• Required task: Could you write out all of these rows again with every "photograph" changed to "image" and nothing else altered? Leave the pictures out of your answer.

• Material for this exercise:
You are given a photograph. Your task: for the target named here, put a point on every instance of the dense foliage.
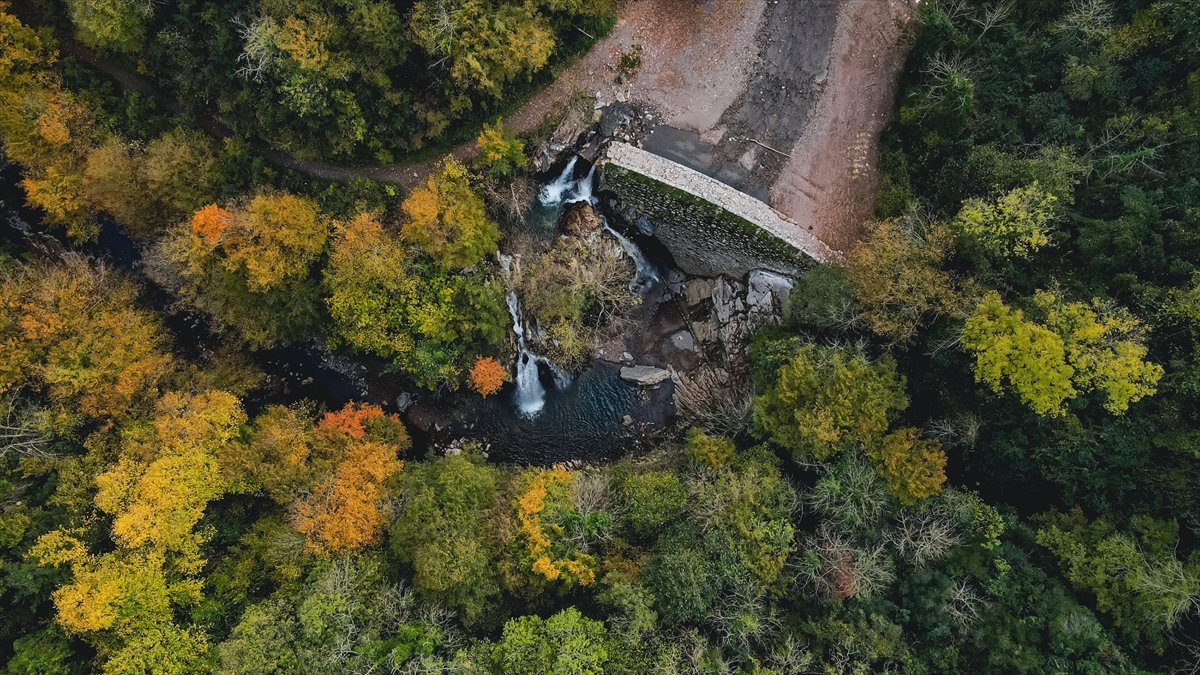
(972, 448)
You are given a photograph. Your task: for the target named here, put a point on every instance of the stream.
(544, 416)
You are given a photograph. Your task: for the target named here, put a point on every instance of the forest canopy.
(971, 447)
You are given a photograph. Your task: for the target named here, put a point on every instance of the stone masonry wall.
(709, 227)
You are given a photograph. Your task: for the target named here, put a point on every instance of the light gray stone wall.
(709, 227)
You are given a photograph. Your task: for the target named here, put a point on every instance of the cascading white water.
(645, 273)
(585, 191)
(531, 395)
(553, 192)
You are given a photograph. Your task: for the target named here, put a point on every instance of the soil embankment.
(829, 180)
(783, 100)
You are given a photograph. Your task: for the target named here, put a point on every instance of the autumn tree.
(114, 25)
(899, 279)
(249, 264)
(487, 376)
(1063, 350)
(484, 46)
(1137, 578)
(567, 643)
(76, 333)
(913, 467)
(827, 400)
(423, 318)
(501, 151)
(45, 129)
(181, 171)
(1013, 226)
(343, 507)
(448, 220)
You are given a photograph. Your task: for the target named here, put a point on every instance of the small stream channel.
(545, 416)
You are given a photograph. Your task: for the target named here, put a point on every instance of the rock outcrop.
(645, 375)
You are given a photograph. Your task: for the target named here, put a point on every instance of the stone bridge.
(709, 227)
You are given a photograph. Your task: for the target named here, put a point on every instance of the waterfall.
(645, 273)
(531, 395)
(552, 193)
(582, 191)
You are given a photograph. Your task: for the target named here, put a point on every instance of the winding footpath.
(787, 96)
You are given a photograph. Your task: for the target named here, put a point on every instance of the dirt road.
(828, 184)
(780, 99)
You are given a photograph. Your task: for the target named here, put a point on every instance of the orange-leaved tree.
(913, 467)
(343, 508)
(487, 376)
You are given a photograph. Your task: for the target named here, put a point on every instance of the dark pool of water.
(587, 420)
(581, 422)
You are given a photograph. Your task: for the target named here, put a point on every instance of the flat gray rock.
(645, 375)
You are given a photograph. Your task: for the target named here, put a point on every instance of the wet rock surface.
(645, 375)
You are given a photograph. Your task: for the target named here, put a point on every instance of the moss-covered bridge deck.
(706, 219)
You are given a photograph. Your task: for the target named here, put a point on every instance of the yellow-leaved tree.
(124, 601)
(448, 220)
(1060, 351)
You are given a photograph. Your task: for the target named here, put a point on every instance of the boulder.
(581, 219)
(645, 375)
(696, 291)
(684, 341)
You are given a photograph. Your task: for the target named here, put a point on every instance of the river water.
(545, 416)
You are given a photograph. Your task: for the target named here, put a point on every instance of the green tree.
(899, 279)
(485, 45)
(1014, 226)
(423, 318)
(912, 466)
(249, 267)
(652, 500)
(568, 643)
(827, 400)
(443, 531)
(1075, 347)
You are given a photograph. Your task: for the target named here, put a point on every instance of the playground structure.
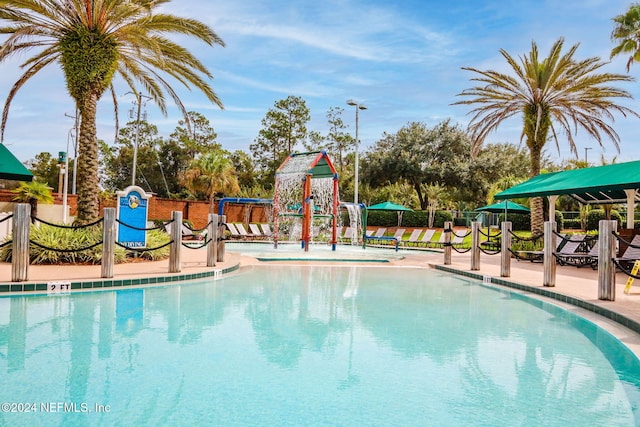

• Solution for this exercise:
You are given a image. Your task: for the target named here, put a point on every instance of the dense foliage.
(972, 448)
You are given a image. Your task: for the target named here, put a point on every instance of the stream.
(544, 416)
You are given a image. Your task: for the target named here, put a point on every instance of the forest canopy.
(971, 447)
You are given a image. Your task: for the target named here, put a point on every instance of the stone masonry wall.
(709, 227)
You are given a image. Your task: for the target named here, put a point on every instance of the light gray stone wall.
(709, 227)
You are given a image. Your task: for the target named here, put a point on every instance of the cascading white water.
(645, 273)
(585, 191)
(531, 395)
(553, 192)
You are given a image. Your task: for the target named here, put a point on every instance of the soil embankment.
(829, 180)
(783, 100)
You are given a image. Your task: for the target named here, put a point on every instance of the autumn tree.
(114, 25)
(899, 279)
(249, 264)
(487, 376)
(1063, 350)
(484, 46)
(1137, 578)
(567, 643)
(76, 333)
(913, 467)
(827, 400)
(423, 318)
(501, 151)
(45, 129)
(181, 171)
(1013, 226)
(343, 507)
(448, 220)
You are given a image. Your task: for the target named here, put a point on every instance of the small stream channel.
(545, 416)
You are given a image. Your task: for the target named here, put a point on every instance of the rock outcrop.
(645, 375)
You are given a image. Your task: for the target named here, put a point on every instance of the stone bridge.
(709, 227)
You are given a image. Your task: for the target named here, put a point on every instance of the waterfall.
(645, 273)
(531, 395)
(552, 193)
(582, 191)
You are given a image. Your task: for the target named here, put a point on every instance of the winding footpath.
(787, 96)
You are given a image. Your task: for the target named here, put a point on every instance of the dirt road.
(828, 184)
(780, 99)
You are given a image. Your task: for the target named here, put a point on every instance of the orange-leaved tree.
(913, 467)
(343, 508)
(487, 376)
You are given a image. Your task: for the target named here, put a point on every instance of the dark pool of water.
(587, 420)
(581, 422)
You are given a image. Your task: for the target named here, put a point on every instance of the flat gray rock.
(645, 375)
You are given a image. Your task: for the target named here, put a point on every instance of the wet rock surface.
(645, 375)
You are given a image. Your task: for the target named here, put a point on every instance of the moss-covered bridge deck.
(706, 219)
You are given a image. Your task: for the target named here, put a point on every instance of the yellow-leaved tree.
(124, 601)
(448, 220)
(1060, 351)
You are given a image. Your task: for the target named here, put a point on every instance of the boulder.
(581, 219)
(645, 375)
(696, 291)
(684, 341)
You are given a image. Your task: for the target named here, put a point on every instance of the river water.
(545, 416)
You are given a image. Your task: for the target named here, put a point on every instance of the green tree.
(899, 279)
(485, 45)
(1014, 226)
(423, 318)
(912, 466)
(249, 267)
(652, 500)
(568, 643)
(827, 400)
(443, 531)
(1075, 347)
You are given a image. Your task: for the target named here, put a point on every instance of the playground structure.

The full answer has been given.